Rewrite the rows below as a Markdown table with two columns, "Index" and "Entry": put each row's sequence number under "Index" and the row itself under "Entry", omitting any blank lines.

→ **Data records**
• • • •
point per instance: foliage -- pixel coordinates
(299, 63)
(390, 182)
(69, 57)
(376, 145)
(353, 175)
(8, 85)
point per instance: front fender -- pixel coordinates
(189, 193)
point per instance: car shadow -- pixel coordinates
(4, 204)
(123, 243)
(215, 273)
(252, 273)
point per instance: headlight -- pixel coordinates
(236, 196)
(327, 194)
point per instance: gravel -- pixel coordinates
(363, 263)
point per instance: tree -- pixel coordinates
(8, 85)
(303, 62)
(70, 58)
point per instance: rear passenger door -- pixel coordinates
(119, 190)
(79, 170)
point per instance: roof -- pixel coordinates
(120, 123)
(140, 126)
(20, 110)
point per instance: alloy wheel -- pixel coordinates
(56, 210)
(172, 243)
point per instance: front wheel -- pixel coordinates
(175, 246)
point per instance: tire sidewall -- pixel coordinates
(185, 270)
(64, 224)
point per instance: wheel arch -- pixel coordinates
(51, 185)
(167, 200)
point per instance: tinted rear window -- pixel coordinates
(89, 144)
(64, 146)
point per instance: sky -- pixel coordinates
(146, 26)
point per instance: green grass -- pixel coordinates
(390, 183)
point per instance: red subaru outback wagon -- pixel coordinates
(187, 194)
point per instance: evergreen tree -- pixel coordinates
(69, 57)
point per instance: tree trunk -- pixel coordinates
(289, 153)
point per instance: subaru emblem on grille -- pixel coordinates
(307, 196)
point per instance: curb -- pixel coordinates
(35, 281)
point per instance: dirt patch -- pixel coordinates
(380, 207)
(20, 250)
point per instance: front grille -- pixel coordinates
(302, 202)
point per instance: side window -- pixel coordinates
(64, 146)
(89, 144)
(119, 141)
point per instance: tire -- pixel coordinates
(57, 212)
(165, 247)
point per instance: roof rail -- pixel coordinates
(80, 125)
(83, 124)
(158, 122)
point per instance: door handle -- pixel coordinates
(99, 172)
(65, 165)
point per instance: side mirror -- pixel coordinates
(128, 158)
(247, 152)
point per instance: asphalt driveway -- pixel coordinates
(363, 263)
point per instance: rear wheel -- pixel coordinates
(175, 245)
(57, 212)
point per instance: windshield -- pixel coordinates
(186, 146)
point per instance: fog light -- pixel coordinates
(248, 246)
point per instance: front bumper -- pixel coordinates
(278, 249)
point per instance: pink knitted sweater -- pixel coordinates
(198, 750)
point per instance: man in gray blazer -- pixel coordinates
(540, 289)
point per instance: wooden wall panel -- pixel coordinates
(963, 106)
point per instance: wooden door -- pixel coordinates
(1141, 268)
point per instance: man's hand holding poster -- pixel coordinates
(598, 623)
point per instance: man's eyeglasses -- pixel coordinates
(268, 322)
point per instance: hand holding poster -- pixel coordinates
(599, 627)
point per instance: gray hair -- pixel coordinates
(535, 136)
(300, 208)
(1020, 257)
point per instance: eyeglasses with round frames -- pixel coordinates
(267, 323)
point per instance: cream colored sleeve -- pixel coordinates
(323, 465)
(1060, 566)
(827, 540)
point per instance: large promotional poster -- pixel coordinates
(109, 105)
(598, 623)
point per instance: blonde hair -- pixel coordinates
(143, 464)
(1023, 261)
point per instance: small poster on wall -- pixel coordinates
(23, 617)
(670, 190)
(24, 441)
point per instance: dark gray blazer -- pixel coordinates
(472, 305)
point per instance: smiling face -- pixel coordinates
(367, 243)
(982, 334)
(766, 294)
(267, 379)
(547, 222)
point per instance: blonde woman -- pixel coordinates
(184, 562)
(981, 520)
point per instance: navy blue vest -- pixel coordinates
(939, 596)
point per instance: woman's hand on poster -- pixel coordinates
• • • •
→ **Written solution**
| Index | Entry |
|---|---|
| 1 | point per instance: foliage -- pixel coordinates |
| 2 | (299, 63) |
| 3 | (390, 182) |
| 4 | (69, 57) |
| 5 | (376, 145) |
| 6 | (353, 175) |
| 7 | (8, 85) |
| 8 | point per instance: front fender -- pixel coordinates |
| 9 | (189, 193) |
| 10 | point per instance: car shadow -- pixel coordinates |
| 11 | (4, 204) |
| 12 | (123, 243) |
| 13 | (215, 273) |
| 14 | (252, 273) |
| 15 | point per instance: headlight -- pixel coordinates |
| 16 | (236, 196) |
| 17 | (327, 194) |
| 18 | point per instance: gravel -- pixel coordinates |
| 19 | (363, 263) |
| 20 | point per instance: tree -- pixel coordinates |
| 21 | (8, 85) |
| 22 | (303, 62) |
| 23 | (70, 58) |
| 24 | point per instance: rear passenger door -- pixel coordinates |
| 25 | (119, 190) |
| 26 | (79, 170) |
| 27 | point per instance: roof -- pixel coordinates |
| 28 | (120, 123) |
| 29 | (140, 126) |
| 30 | (20, 110) |
| 31 | point per instance: alloy wheel -- pixel coordinates |
| 32 | (56, 210) |
| 33 | (172, 243) |
| 34 | point per instance: front wheel -- pixel coordinates |
| 35 | (175, 246) |
| 36 | point per instance: tire sidewall -- pixel coordinates |
| 37 | (185, 270) |
| 38 | (64, 224) |
| 39 | point per instance: wheel arch -- pixel coordinates |
| 40 | (51, 185) |
| 41 | (167, 200) |
| 42 | point per instance: tinted rear window -- pixel coordinates |
| 43 | (89, 144) |
| 44 | (64, 146) |
| 45 | point per instance: sky -- pixel coordinates |
| 46 | (146, 26) |
| 47 | point per instance: green grass -- pixel coordinates |
| 48 | (390, 183) |
| 49 | point per instance: red subaru outback wagon -- pixel coordinates |
| 50 | (187, 194) |
| 51 | point per instance: evergreen tree -- pixel coordinates |
| 52 | (69, 57) |
| 53 | point per instance: tree trunk -- pixel coordinates |
| 54 | (289, 153) |
| 55 | point per instance: subaru emblem on grille -- pixel coordinates |
| 56 | (307, 196) |
| 57 | point per instance: curb -- pixel coordinates |
| 58 | (35, 281) |
| 59 | point per instance: dirt patch -- pixel coordinates |
| 60 | (380, 207) |
| 61 | (20, 250) |
| 62 | point per instance: front grille -- pixel coordinates |
| 63 | (302, 202) |
| 64 | point per instance: side window -- pixel coordinates |
| 65 | (64, 146) |
| 66 | (89, 144) |
| 67 | (119, 141) |
| 68 | point per instance: tire -- pixel coordinates |
| 69 | (57, 212) |
| 70 | (165, 247) |
| 71 | point per instance: roof rail -- pixel coordinates |
| 72 | (80, 125) |
| 73 | (83, 124) |
| 74 | (158, 122) |
| 75 | point per instance: door handle -- pixel coordinates |
| 76 | (99, 172) |
| 77 | (65, 165) |
| 78 | point per instance: side mirror -- pixel coordinates |
| 79 | (128, 158) |
| 80 | (247, 152) |
| 81 | point per instance: asphalt driveway -- pixel coordinates |
| 82 | (363, 263) |
| 83 | point per instance: rear wheel -- pixel coordinates |
| 84 | (175, 245) |
| 85 | (57, 212) |
| 86 | point per instance: windshield -- pixel coordinates |
| 87 | (186, 146) |
| 88 | point per instance: fog light -- pixel coordinates |
| 89 | (248, 246) |
| 90 | point per instance: front bumper -- pixel coordinates |
| 91 | (278, 249) |
| 92 | point per instance: pink knitted sweater -- pixel coordinates |
| 93 | (198, 750) |
| 94 | point per instance: man in gray blazer -- pixel coordinates |
| 95 | (540, 289) |
| 96 | point per instance: wooden wall panel -- pixel coordinates |
| 97 | (963, 106) |
| 98 | point per instance: wooden door -- pixel coordinates |
| 99 | (1141, 268) |
| 100 | point per instance: man's hand holding poster -- pixel coordinates |
| 101 | (598, 623) |
| 102 | point per instance: man's eyeglasses -- pixel coordinates |
| 103 | (268, 322) |
| 104 | point per instance: hand holding poster -- pixel coordinates |
| 105 | (599, 627) |
| 106 | point per instance: gray hair -- pixel coordinates |
| 107 | (535, 136) |
| 108 | (300, 208) |
| 109 | (1020, 257) |
| 110 | point per instance: eyeglasses with round frames -- pixel coordinates |
| 111 | (267, 323) |
| 112 | point per instance: cream colored sleeve -- pixel coordinates |
| 113 | (323, 465) |
| 114 | (1060, 566) |
| 115 | (827, 540) |
| 116 | point per instance: large promotional poster -- pixel coordinates |
| 117 | (109, 105) |
| 118 | (598, 623) |
| 119 | point per instance: blonde hair -- pixel coordinates |
| 120 | (143, 464) |
| 121 | (1023, 261) |
| 122 | point per instance: small poster on wall -- pixel coordinates |
| 123 | (23, 617) |
| 124 | (670, 190) |
| 125 | (24, 441) |
| 126 | point per instance: dark gray blazer -- pixel coordinates |
| 127 | (472, 305) |
| 128 | point per instance: smiling face -- pixel coordinates |
| 129 | (367, 243) |
| 130 | (982, 334) |
| 131 | (766, 294) |
| 132 | (267, 379) |
| 133 | (547, 222) |
| 134 | point per instance: blonde woman -- pixel coordinates |
| 135 | (184, 562) |
| 136 | (981, 520) |
| 137 | point per instance: navy blue vest -- pixel coordinates |
| 138 | (939, 596) |
| 139 | point per instance: woman's hand on poster -- pixel coordinates |